Gather each line in the rows below that contains the string "tyre" and copy those lines unchanged. Case counts.

*Given entries:*
<<<<
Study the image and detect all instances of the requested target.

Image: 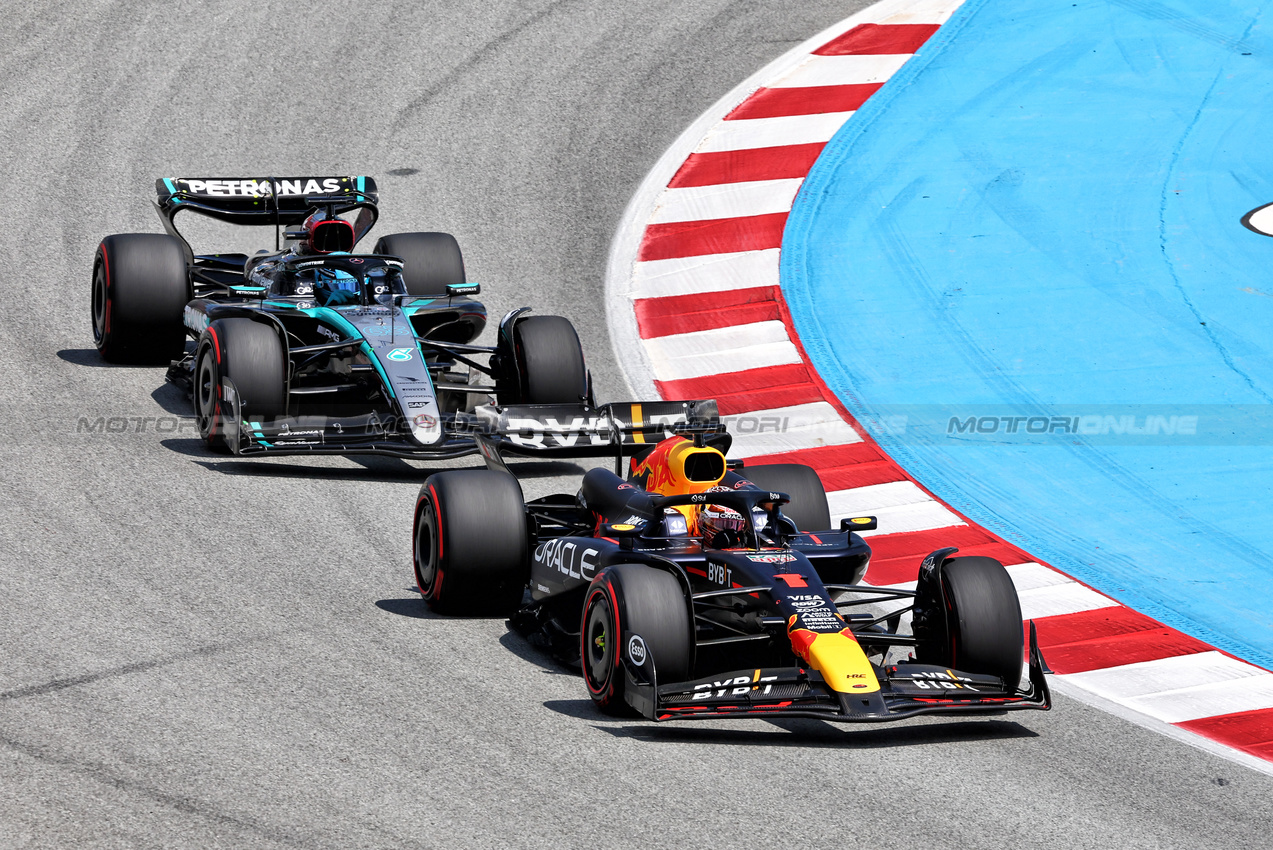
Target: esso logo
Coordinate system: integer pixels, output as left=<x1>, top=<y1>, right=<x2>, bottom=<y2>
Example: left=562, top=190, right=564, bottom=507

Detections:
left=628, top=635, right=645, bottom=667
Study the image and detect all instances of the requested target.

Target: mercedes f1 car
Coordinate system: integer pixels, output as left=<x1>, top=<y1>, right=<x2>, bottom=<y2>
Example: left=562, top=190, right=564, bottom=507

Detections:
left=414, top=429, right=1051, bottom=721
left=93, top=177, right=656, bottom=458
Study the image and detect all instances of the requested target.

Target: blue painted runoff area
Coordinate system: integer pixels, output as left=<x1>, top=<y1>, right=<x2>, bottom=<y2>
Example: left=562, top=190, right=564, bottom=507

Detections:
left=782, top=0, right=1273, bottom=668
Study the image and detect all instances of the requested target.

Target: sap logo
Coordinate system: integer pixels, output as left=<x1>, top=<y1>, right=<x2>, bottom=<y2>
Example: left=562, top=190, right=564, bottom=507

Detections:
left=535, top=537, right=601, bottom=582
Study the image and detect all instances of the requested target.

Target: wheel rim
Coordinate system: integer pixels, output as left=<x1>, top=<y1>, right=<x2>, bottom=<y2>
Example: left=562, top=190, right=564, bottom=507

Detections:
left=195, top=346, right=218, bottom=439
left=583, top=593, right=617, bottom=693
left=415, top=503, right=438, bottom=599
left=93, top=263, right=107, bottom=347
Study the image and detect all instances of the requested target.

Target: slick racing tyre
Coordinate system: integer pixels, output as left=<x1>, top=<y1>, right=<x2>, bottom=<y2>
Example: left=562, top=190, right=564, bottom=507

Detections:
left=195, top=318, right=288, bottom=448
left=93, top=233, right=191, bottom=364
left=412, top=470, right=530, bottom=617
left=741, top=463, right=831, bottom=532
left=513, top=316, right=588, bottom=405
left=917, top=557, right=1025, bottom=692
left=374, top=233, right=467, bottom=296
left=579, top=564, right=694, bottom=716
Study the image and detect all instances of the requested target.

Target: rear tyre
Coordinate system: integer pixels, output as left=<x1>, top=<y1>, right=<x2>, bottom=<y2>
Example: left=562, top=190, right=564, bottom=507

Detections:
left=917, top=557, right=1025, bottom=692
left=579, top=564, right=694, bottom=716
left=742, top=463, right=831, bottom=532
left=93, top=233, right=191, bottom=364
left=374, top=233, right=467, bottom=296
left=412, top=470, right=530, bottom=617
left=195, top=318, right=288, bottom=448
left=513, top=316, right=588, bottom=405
>>>>
*Result:*
Target: slick racing tyre
Target: rear tyre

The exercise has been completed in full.